## BEGIN Records provided

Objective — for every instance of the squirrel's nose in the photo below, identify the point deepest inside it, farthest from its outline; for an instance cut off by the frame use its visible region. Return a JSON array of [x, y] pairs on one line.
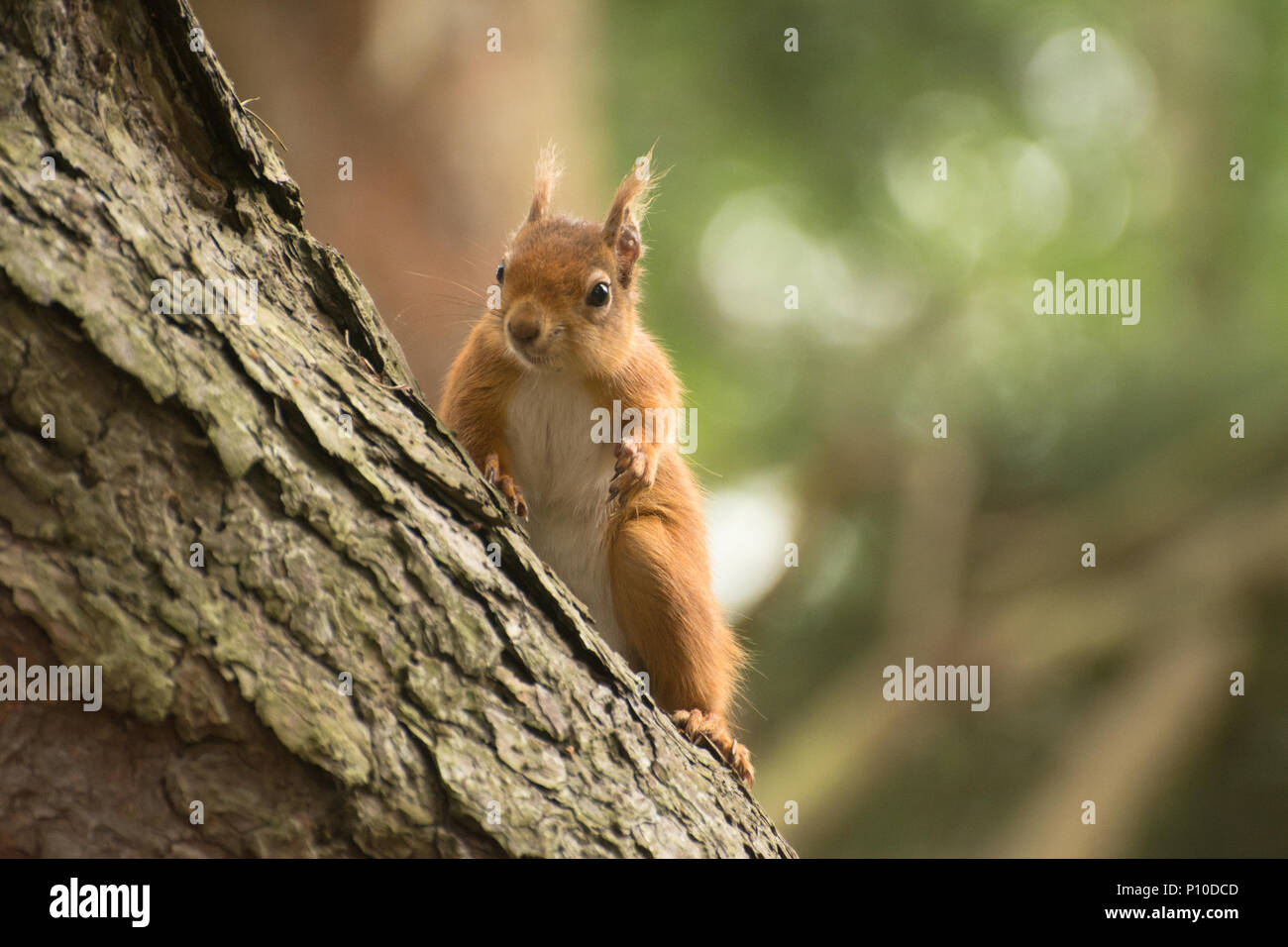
[[524, 330]]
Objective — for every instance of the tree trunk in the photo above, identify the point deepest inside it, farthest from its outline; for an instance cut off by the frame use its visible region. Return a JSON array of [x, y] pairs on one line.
[[343, 534]]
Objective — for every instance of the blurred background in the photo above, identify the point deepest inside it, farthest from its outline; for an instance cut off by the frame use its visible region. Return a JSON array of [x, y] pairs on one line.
[[812, 169]]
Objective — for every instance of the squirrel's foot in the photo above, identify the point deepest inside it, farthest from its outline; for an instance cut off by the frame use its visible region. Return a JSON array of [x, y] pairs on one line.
[[506, 484], [635, 471], [697, 723]]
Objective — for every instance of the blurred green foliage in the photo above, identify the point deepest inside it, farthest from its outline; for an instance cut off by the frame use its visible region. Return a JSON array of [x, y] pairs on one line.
[[812, 169]]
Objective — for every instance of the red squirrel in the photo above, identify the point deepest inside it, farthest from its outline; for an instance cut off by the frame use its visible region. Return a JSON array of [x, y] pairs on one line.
[[621, 523]]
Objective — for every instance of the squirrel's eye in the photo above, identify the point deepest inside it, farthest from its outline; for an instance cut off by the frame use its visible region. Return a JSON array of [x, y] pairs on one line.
[[597, 294]]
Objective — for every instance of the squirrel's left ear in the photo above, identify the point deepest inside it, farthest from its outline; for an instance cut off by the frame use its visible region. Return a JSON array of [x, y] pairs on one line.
[[548, 172], [622, 226]]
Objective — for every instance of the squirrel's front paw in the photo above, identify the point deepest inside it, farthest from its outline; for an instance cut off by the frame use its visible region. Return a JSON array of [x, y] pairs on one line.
[[696, 723], [506, 484], [635, 471]]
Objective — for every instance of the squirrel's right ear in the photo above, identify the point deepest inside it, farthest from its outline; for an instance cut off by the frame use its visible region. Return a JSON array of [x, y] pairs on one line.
[[622, 226], [548, 172]]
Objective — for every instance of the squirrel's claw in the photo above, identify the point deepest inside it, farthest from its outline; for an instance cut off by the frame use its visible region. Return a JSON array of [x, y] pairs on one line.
[[506, 484], [635, 471], [696, 724]]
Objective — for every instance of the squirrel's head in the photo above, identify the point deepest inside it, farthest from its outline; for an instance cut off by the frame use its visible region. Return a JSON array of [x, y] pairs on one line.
[[568, 287]]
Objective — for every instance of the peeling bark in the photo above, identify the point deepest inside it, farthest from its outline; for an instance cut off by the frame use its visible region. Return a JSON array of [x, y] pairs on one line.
[[487, 718]]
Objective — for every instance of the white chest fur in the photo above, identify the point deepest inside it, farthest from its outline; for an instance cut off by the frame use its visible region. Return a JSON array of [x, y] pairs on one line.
[[565, 478]]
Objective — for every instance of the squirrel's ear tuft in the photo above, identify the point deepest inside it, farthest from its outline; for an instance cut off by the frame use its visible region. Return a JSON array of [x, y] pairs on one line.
[[548, 172], [622, 224]]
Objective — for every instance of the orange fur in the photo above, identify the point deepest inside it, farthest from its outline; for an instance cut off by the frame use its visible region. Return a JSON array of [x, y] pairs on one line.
[[550, 344]]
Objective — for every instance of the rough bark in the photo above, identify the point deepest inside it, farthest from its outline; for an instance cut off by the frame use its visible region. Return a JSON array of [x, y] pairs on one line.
[[485, 716]]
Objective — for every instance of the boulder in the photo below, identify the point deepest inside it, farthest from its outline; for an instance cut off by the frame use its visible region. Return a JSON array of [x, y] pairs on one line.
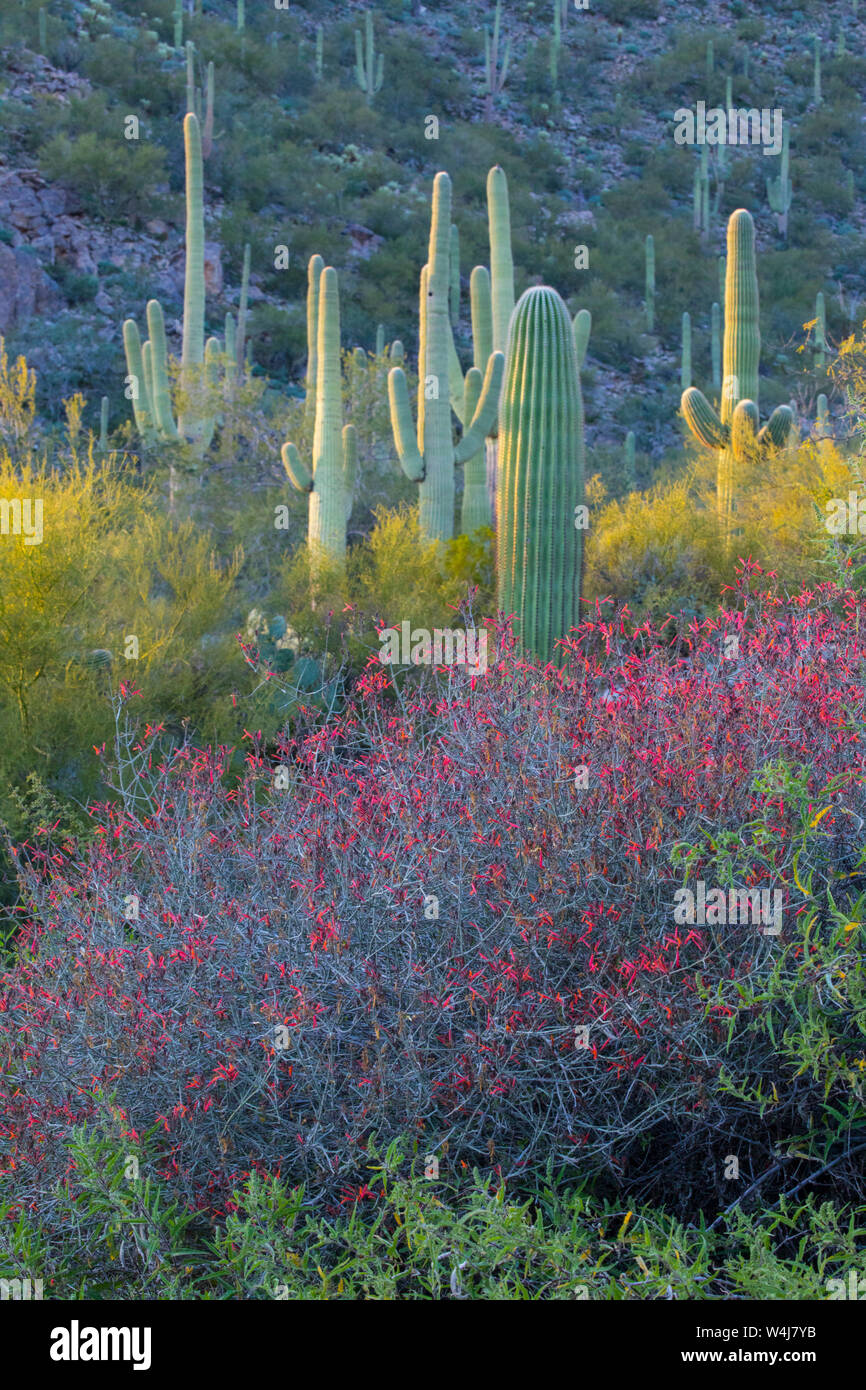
[[25, 289]]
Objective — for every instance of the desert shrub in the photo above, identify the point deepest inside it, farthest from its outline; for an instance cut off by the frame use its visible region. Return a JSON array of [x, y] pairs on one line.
[[660, 551], [402, 927], [113, 177]]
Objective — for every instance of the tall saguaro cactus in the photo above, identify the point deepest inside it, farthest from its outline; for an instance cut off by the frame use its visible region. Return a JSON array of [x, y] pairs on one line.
[[148, 364], [779, 189], [649, 299], [495, 72], [541, 474], [369, 70], [734, 432], [330, 481], [431, 459]]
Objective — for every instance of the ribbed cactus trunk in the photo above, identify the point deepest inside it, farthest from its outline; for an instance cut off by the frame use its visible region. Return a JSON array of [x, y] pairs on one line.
[[741, 350], [541, 474], [192, 355], [502, 298], [327, 517], [437, 491]]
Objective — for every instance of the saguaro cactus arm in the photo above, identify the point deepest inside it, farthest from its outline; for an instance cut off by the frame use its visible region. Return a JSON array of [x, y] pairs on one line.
[[485, 410], [702, 420], [402, 423]]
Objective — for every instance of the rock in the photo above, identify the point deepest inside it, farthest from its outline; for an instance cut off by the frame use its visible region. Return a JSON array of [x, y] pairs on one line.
[[25, 289]]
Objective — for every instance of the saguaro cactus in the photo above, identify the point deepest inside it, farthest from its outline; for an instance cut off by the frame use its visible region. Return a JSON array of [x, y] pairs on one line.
[[148, 366], [431, 460], [685, 360], [820, 332], [716, 345], [314, 270], [581, 328], [494, 74], [779, 189], [734, 431], [369, 70], [330, 481], [630, 462], [541, 474], [649, 302]]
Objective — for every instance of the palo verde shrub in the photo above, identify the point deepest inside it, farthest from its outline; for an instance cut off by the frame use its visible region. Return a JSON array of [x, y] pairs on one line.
[[455, 912]]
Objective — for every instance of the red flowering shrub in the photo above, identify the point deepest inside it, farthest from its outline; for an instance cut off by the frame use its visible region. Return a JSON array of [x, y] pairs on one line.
[[414, 922]]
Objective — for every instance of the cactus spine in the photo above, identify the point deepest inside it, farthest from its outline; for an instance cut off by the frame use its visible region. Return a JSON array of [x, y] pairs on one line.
[[331, 478], [685, 363], [541, 476], [494, 75], [734, 430], [369, 70], [779, 189], [649, 302], [431, 459]]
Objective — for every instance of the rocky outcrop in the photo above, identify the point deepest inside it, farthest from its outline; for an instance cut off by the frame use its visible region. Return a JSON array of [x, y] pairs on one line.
[[25, 289]]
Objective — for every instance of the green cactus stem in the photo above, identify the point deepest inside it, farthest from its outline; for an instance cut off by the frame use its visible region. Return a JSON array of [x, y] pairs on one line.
[[239, 353], [631, 478], [779, 189], [330, 481], [716, 346], [685, 362], [430, 460], [734, 431], [820, 332], [314, 270], [138, 387], [192, 353], [453, 291], [823, 426], [369, 70], [541, 476], [649, 300], [495, 75]]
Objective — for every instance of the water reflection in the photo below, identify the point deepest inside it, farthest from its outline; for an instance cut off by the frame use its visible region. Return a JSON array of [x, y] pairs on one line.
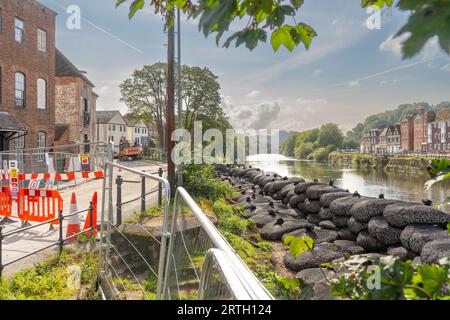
[[366, 182]]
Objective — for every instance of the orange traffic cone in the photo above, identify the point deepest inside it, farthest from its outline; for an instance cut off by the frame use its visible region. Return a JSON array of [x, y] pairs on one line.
[[74, 221], [87, 224]]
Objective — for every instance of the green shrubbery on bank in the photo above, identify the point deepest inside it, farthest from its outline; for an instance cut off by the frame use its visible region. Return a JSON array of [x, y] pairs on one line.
[[54, 279]]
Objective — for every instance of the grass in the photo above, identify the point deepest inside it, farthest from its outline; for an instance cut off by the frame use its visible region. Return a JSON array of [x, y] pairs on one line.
[[52, 279]]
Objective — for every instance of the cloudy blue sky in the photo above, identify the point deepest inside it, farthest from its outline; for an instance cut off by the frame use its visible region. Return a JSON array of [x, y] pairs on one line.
[[348, 73]]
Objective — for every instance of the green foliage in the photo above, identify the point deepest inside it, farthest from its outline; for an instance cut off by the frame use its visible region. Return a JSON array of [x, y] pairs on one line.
[[298, 245], [265, 246], [48, 280], [320, 154], [227, 218], [395, 280], [283, 288], [428, 18], [330, 135], [199, 182]]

## END Records provided

**Problem to work on**
Edit the stretch of the data from the line containing "Objective — for every instance of the squirrel's head" through the line containing "[[565, 478]]", replacing "peeling bark" with "loose bark" and leaving everything else unchanged. Provide only those lines.

**Solution**
Objective — for every instance of the squirrel's head in the photo above, identify the point deepest inside it, farthest from its outline; for an instance cut off by the frame use its visible region. Return a JSON array of [x, y] pairs on one line.
[[568, 287]]
Objective — for every instance of the loose bark in the photo above, identify the point deepest inside it, farthest from its outline; for an instance cut off by the frame use its visible region. Return a JSON array of [x, y] pairs on one line.
[[487, 718]]
Objective — for every instance of the white chest fur in the photo above, identify the point deepest inside it, farthest from its outline; for an instance cut off by the frame use its visible region. Return a JSON array of [x, y] pairs on one line.
[[565, 478]]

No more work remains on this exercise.